▸ What is needed
Word for word, restate every line of the material.

════

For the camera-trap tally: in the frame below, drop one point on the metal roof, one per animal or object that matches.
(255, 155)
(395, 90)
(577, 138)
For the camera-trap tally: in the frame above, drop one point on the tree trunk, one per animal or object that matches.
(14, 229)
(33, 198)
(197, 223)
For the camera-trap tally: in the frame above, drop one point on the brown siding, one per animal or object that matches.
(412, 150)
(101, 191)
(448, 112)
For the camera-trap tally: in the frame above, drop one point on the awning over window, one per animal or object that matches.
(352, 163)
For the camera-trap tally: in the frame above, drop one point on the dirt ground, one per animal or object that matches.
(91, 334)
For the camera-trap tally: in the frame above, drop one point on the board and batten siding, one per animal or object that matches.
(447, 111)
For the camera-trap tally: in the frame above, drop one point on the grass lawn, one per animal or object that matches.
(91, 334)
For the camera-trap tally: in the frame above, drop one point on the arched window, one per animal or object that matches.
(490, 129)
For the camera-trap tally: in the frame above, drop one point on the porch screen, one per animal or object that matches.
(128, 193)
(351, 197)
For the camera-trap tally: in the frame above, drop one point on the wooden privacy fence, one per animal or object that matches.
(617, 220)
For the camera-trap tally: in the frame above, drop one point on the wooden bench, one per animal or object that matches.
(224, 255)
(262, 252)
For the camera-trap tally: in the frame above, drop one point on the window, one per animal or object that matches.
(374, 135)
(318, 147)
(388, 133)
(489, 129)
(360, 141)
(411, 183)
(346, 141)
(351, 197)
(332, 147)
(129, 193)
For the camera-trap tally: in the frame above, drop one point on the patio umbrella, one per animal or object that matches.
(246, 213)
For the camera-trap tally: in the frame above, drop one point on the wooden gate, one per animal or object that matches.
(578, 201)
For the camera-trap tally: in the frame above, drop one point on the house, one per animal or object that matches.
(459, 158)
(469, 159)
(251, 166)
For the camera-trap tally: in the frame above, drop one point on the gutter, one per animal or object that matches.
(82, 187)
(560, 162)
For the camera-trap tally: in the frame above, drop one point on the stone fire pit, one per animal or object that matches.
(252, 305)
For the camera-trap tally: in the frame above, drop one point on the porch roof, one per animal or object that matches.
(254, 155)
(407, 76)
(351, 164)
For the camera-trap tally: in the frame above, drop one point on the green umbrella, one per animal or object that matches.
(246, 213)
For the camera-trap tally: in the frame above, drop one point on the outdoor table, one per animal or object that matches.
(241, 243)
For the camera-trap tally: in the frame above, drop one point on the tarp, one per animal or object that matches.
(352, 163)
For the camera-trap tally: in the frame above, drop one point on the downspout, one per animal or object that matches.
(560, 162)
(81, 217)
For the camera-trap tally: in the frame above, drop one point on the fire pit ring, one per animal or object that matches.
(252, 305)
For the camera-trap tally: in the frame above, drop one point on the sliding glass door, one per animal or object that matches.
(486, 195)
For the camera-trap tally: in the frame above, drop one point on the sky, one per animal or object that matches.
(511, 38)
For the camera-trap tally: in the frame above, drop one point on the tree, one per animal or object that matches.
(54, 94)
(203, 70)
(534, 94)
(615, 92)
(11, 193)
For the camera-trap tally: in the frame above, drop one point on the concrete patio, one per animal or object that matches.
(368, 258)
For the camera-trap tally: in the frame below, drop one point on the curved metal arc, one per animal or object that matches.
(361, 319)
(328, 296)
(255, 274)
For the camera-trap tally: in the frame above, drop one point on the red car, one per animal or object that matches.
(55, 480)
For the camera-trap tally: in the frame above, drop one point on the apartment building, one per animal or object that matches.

════

▸ Answer for the task
For the camera-trap tally: in the frame below, drop one point on the metal roof, one per animal or object that matches.
(255, 155)
(395, 90)
(577, 138)
For the camera-trap tally: in the frame above, drop one point on the tree trunk, one per animal or object that matches.
(14, 229)
(33, 198)
(197, 223)
For the camera-trap tally: in the frame above, drop one point on the brown siding, one per animal or object that matches.
(412, 150)
(101, 191)
(448, 112)
For the camera-trap tally: in the frame above, drop one point on the awning over window, one per animal or object that matches.
(352, 163)
For the camera-trap tally: in the frame above, drop one point on the dirt ground, one per animal or object that matches.
(91, 334)
For the camera-trap tally: in the frame above, drop one point on the board and batten siding, one per animal or object that matches.
(447, 111)
For the camera-trap tally: in the frame above, drop one point on the grass lawn, one per animal or object that matches.
(91, 334)
For the camera-trap tally: in the frame above, drop one point on the arched window, one per animal or object that matches.
(490, 129)
For the camera-trap tally: in the frame above, drop one point on the porch screen, one per animal or object that matches.
(128, 193)
(351, 197)
For the camera-trap tally: in the frame above, drop one point on the wooden privacy fence, one per animal or object that matches.
(617, 220)
For the camera-trap tally: in the frame above, drop one point on the wooden bench, one per animal or object that matches.
(224, 255)
(262, 252)
For the camera-trap tally: in the frame above, drop one point on the window, one per animal or object that matches.
(374, 135)
(318, 147)
(388, 133)
(489, 129)
(360, 141)
(411, 183)
(346, 141)
(351, 197)
(332, 147)
(129, 193)
For the camera-trap tally: in the frame above, drop one point on the patio umbrella, one per animal or object that matches.
(246, 213)
For the camera-trap tally: in the frame above, drop one point on the wooden gate, one per animal or object that matches.
(578, 201)
For the camera-trap tally: in the frame above, drop one point on the house, one per animal or object that matches.
(459, 158)
(469, 159)
(251, 166)
For the camera-trap tally: in the frame above, drop one point on the gutter, one per animal or object that matches.
(82, 187)
(560, 162)
For the camera-trap tally: in the frame above, drop one point on the stone fire pit, one per animal or object that matches.
(252, 305)
For the camera-trap tally: in the frame above, drop one point on the porch roof, one per animal or object that matches.
(254, 155)
(407, 76)
(351, 164)
For the camera-trap tally: in the frame above, drop one point on the green umbrella, one per animal or object that matches.
(246, 213)
For the camera-trap tally: in the frame above, drop one point on the outdoor table, one per animal or object that matches.
(241, 243)
For the camera-trap tally: in the frame above, drop one point on the tarp, one per animal or object that matches.
(352, 163)
For the camera-trap tally: in the frame above, drop one point on the downspout, one per animal or object that matches.
(560, 162)
(81, 217)
For the camera-trap tally: in the frame above, drop one point on the fire pit ring, one per animal or object that matches.
(252, 305)
For the camera-trap tally: in the frame above, drop one point on the sliding glass door, one per animal or object that matches.
(486, 195)
For the camera-trap tally: in the frame above, drop one point on the sky, one per animal or object that matches.
(511, 38)
For the camera-trap tally: in the frame above, drop one point on the tree, one per animal or object that matches.
(54, 94)
(203, 70)
(534, 94)
(615, 92)
(11, 193)
For the camera-trap tally: in the frame above, drop one point on the concrete patio, one per animal or object that matches.
(368, 258)
For the camera-trap tally: in the frame below, drop one point on the curved metal arc, one per animal or object that matches.
(361, 319)
(328, 296)
(255, 274)
For the camera-trap tally: in the frame above, drop one point on the red car, one per animal or object that matches.
(55, 480)
For the camera-trap tally: in the frame above, drop one point on the apartment building, one per animal or object that matches.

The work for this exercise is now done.